STORED DATA Start Marker
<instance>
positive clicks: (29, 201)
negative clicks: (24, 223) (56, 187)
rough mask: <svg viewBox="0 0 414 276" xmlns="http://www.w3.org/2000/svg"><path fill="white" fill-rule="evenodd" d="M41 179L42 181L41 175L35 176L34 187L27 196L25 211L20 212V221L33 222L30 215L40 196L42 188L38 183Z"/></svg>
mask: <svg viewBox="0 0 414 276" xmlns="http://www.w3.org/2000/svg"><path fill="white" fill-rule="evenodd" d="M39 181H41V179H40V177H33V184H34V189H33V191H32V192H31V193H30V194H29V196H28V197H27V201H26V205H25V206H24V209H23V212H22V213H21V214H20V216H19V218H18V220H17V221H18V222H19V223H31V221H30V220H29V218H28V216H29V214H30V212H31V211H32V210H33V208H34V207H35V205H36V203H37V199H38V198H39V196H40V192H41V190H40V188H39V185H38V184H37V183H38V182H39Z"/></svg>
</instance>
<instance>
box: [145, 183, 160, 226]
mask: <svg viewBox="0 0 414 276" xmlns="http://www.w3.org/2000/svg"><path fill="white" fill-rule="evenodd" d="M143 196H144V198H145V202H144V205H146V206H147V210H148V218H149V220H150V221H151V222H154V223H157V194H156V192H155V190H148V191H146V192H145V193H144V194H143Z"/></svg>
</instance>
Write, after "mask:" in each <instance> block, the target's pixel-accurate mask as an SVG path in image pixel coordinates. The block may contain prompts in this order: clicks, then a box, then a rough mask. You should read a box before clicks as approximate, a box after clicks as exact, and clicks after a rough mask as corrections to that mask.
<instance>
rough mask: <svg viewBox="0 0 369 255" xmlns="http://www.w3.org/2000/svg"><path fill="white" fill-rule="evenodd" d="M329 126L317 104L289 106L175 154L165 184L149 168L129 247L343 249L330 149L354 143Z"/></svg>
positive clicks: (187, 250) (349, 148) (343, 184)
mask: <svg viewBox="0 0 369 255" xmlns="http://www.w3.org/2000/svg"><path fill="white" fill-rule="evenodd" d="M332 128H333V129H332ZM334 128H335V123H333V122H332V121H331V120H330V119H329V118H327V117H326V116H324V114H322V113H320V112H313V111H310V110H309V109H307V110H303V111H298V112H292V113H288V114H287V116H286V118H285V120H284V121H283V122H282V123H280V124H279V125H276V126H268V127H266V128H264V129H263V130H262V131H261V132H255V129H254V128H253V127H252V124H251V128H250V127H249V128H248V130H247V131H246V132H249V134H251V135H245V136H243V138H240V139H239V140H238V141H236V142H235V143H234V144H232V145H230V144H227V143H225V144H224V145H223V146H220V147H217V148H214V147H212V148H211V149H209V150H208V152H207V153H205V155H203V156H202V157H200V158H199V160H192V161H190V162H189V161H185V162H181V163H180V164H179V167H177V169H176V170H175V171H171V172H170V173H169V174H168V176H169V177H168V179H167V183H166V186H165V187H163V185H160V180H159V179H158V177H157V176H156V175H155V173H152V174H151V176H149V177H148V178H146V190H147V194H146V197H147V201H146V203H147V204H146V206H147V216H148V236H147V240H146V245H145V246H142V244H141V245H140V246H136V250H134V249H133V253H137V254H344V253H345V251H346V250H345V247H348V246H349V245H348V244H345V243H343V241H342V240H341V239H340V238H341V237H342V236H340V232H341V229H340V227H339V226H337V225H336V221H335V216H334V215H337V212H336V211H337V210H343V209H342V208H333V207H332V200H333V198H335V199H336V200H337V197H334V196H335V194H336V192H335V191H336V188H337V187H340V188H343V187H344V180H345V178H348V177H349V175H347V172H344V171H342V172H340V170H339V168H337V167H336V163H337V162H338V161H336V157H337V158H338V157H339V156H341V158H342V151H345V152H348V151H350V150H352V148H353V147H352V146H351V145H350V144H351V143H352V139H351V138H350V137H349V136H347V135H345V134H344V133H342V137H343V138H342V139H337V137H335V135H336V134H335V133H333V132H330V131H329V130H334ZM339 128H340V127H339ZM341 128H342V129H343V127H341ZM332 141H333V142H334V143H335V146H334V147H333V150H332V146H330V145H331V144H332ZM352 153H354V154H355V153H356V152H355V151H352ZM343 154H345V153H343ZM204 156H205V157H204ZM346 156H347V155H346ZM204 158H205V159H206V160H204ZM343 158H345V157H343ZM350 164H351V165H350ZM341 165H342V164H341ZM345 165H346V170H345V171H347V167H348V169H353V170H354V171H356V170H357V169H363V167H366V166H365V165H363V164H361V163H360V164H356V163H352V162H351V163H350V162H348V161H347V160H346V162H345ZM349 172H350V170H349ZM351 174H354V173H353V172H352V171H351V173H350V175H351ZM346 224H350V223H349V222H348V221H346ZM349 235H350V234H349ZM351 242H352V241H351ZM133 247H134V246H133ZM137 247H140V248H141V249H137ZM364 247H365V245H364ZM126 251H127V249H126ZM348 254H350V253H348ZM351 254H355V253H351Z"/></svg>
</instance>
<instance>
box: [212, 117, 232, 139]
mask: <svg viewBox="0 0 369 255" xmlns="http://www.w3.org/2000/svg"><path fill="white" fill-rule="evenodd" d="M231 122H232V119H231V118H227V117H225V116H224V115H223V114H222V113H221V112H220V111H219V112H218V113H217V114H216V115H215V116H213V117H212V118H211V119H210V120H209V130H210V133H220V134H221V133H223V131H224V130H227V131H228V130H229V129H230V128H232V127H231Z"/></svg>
STORED DATA End Marker
* **PROBLEM TO SOLVE**
How many lines in the rows above contain the string "clicks"? Reply with the number only.

* **TASK OUTPUT**
4